• **TASK INSTRUCTIONS**
1. From the blog post below about the Manhunter of POWER COMPANY, copy the passage from "Jul. 18th, 2005" up to and including "of my head." word for word.
2. Write what comes next in the blog post below about the Manhunter of POWER COMPANY, starting after its last sentence.

• **EXCERPT TO READ**
My who?

Jul. 18th, 2005 02:09 pm
greenygal: (Default)
[personal profile] greenygal
A few days ago, I commented elsewhere about my bitterness about the death of the Manhunter of POWER COMPANY (yeah, I know, no one but me cares; I'm still bitter). And it got me thinking, again, about how much of my version of the character I'd just made up, or extrapolated from what bits of canon I had, and for some reason it started to arrange myself in my head in the form of that "My ____ is" meme--which I've never done before, and I have no idea why I'm starting here. But apparently I am, and here it is, just to get it out of my head.

• **PROVIDED DATA**
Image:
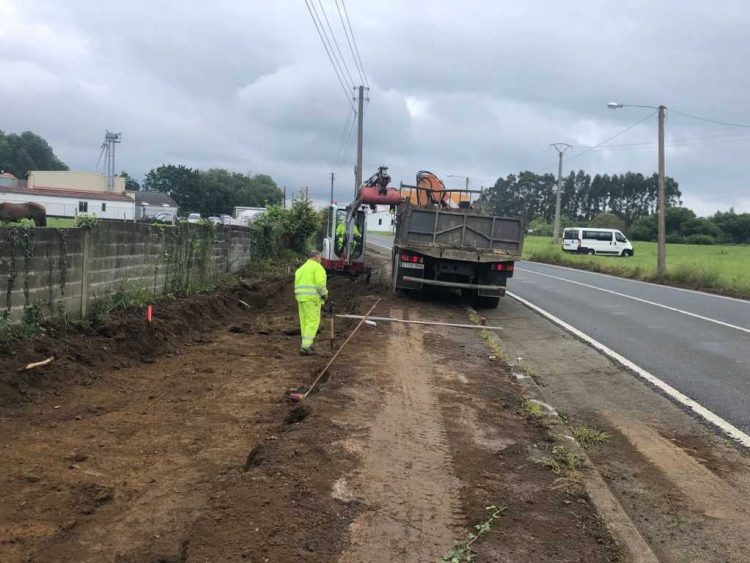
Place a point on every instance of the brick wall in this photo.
(67, 270)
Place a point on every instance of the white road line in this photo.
(726, 427)
(661, 285)
(688, 313)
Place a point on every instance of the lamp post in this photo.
(661, 260)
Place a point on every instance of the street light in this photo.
(661, 261)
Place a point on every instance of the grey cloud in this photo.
(477, 88)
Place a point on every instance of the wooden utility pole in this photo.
(661, 263)
(360, 134)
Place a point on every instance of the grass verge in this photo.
(562, 462)
(589, 437)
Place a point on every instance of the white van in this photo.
(592, 240)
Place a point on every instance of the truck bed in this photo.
(458, 234)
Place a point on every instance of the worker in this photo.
(341, 236)
(310, 292)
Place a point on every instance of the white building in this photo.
(68, 194)
(381, 220)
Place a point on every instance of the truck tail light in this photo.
(413, 258)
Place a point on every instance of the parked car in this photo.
(592, 240)
(161, 217)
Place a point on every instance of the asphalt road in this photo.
(696, 342)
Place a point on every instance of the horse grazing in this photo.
(18, 211)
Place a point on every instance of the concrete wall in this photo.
(65, 179)
(68, 270)
(69, 206)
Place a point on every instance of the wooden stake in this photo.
(429, 323)
(336, 355)
(38, 364)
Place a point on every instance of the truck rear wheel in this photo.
(487, 302)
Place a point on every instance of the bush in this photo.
(279, 229)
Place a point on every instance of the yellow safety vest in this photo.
(310, 282)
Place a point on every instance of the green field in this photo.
(718, 268)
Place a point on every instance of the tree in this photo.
(130, 183)
(607, 221)
(180, 182)
(22, 153)
(212, 192)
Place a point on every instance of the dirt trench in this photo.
(194, 456)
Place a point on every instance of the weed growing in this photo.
(532, 409)
(589, 437)
(562, 462)
(462, 552)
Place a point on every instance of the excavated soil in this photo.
(178, 442)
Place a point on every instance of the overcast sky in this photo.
(472, 88)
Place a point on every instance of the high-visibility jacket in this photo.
(310, 282)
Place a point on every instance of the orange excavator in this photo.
(344, 244)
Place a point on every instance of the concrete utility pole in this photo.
(661, 237)
(360, 134)
(661, 261)
(561, 149)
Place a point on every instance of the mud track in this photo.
(193, 456)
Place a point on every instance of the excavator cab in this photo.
(356, 234)
(338, 235)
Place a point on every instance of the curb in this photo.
(611, 510)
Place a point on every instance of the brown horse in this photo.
(18, 211)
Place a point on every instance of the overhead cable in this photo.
(354, 40)
(330, 58)
(351, 49)
(336, 43)
(707, 120)
(614, 136)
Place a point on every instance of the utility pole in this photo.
(661, 244)
(661, 261)
(360, 133)
(561, 149)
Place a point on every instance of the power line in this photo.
(351, 49)
(674, 143)
(333, 64)
(336, 43)
(354, 40)
(614, 136)
(706, 119)
(329, 45)
(341, 153)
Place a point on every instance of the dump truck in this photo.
(442, 241)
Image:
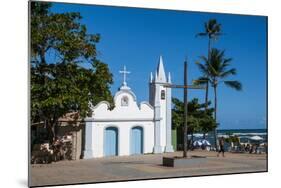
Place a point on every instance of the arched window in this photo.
(125, 101)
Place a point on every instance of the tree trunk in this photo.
(215, 116)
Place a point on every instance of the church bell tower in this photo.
(160, 98)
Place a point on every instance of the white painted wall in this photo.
(124, 118)
(124, 129)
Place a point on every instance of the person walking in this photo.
(221, 145)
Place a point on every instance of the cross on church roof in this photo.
(124, 72)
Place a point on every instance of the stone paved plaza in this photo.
(142, 167)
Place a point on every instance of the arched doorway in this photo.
(136, 140)
(111, 141)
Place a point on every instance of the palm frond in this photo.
(234, 84)
(228, 73)
(200, 81)
(201, 34)
(202, 68)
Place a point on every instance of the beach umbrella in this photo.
(256, 138)
(205, 142)
(197, 143)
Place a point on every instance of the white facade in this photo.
(130, 128)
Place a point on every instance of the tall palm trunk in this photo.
(215, 116)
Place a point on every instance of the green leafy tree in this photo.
(66, 76)
(199, 120)
(212, 30)
(217, 70)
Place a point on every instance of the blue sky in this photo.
(136, 37)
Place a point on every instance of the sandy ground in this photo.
(142, 167)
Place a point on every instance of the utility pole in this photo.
(185, 88)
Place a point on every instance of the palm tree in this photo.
(216, 70)
(212, 31)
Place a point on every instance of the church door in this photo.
(111, 141)
(137, 140)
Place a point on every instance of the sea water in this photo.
(243, 134)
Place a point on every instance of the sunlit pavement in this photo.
(142, 167)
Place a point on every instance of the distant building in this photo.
(132, 128)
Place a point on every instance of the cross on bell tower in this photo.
(124, 72)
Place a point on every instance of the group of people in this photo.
(249, 148)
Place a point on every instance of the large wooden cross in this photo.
(185, 88)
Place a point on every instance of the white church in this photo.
(131, 128)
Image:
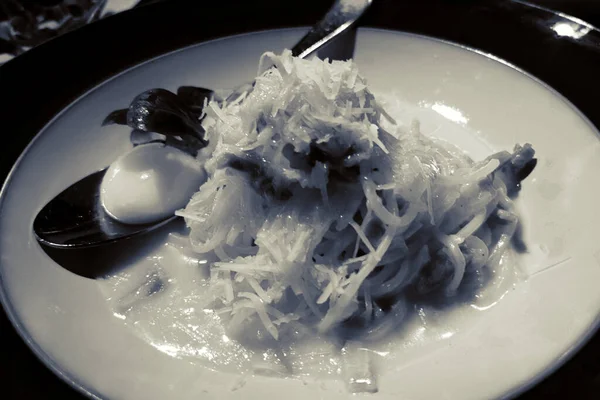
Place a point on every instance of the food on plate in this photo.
(324, 217)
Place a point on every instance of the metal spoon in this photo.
(75, 219)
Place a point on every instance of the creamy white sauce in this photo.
(149, 183)
(164, 300)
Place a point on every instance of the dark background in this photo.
(22, 376)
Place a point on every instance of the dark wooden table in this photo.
(23, 377)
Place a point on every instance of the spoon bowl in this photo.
(76, 218)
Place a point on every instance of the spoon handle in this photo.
(338, 19)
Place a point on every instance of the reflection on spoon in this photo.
(76, 218)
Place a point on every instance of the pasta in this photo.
(325, 214)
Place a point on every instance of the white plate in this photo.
(66, 318)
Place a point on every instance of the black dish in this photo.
(39, 84)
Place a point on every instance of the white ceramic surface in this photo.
(66, 319)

• **RESPONSES FOR EACH TASK**
1.
Jul. 18th, 2005 02:09 pm
greenygal: (Default)
[personal profile] greenygal
A few days ago, I commented elsewhere about my bitterness about the death of the Manhunter of POWER COMPANY (yeah, I know, no one but me cares; I'm still bitter). And it got me thinking, again, about how much of my version of the character I'd just made up, or extrapolated from what bits of canon I had, and for some reason it started to arrange myself in my head in the form of that "My ____ is" meme--which I've never done before, and I have no idea why I'm starting here. But apparently I am, and here it is, just to get it out of my head.

2.
So these nine geniuses founded an organization called the Council in order to quietly meddle in the affairs of humanity and do whatever was necessary to save us from ourselves. To this end they recruited the superhero Manhunter, aka Paul Kirk, and trained and genetically enhanced him and created an army of mindless clones of him that he was supposed to lead for them. But Manhunter realized that the Council had become corrupt and murderous and became their enemy; eventually he destroyed them, dying in the process. Paul was assisted in his fight by Asano Nitobe, the Council's master martial artist who defected to join Paul, and Christine St. Clair, Interpol agent, who wrote a book about Paul afterwards; these two attempted to honor Paul by tracking down and killing all the surviving clones. (I know, I know, although in their defense Paul really did hate the clones.) But they missed one: an inexplicably independent-minded clone (with a healing factor, which the clones also weren't supposed to have) who ran away from the whole mess and used his skills to become a mercenary in Africa using the Manhunter name and costume and calling himself, um, Kirk DePaul. Years later, he signed up with The Power Company, a San Francisco-based superhero-for-hire company, headed by ex-lawyer Josiah Power and led in the field by Skyrocket, a straight-arrow Silver-Age-style superheroine who really does not care for Manhunter's coldblooded money-is-everything style. *pauses for breath* Right. I think that's the important stuff.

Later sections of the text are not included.